● **PROVIDED INFORMATION**:
☆ ☆ ☆ ☆ ☆ ☆ ☆
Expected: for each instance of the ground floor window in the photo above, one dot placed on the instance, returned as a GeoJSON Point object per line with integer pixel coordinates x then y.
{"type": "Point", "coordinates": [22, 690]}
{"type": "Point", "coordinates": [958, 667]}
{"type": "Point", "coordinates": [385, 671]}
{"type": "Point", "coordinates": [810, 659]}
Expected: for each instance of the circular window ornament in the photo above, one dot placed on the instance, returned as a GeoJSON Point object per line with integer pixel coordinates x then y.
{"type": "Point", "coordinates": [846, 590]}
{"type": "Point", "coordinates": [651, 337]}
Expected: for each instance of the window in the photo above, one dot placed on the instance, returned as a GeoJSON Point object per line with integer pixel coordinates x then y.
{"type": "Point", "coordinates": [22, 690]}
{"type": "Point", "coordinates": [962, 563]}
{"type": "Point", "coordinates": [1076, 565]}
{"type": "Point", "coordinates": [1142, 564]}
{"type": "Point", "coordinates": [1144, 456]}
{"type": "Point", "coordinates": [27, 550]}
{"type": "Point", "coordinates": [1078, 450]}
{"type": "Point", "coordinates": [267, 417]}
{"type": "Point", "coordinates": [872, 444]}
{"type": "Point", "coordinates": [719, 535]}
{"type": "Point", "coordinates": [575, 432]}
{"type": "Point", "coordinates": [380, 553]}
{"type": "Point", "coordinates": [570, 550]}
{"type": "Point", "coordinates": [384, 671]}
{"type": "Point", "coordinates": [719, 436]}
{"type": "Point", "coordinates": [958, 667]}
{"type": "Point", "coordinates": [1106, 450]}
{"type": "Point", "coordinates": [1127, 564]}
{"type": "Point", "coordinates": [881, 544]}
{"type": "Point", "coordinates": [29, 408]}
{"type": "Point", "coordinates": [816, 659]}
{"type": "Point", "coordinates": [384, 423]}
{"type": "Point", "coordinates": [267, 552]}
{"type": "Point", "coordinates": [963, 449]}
☆ ☆ ☆ ☆ ☆ ☆ ☆
● **STATED TASK**: Show every line of the records above that contains the string "GeoJSON", treating uppercase and lowercase letters as different.

● **FULL OUTPUT**:
Expected: for each instance of the ground floor window in the photo above, one dot placed on the instance, returned as a GeoJSON Point object per line with integer pixel coordinates x then y.
Expected: for each instance of the circular window ornament in the photo above, one dot placed on the instance, returned as a GeoJSON Point object per line with integer pixel coordinates x then y.
Expected: for each instance of the window in the photo above, one dot placed on the instance, returned as a GeoJSON Point object per line with integer pixel coordinates x then y.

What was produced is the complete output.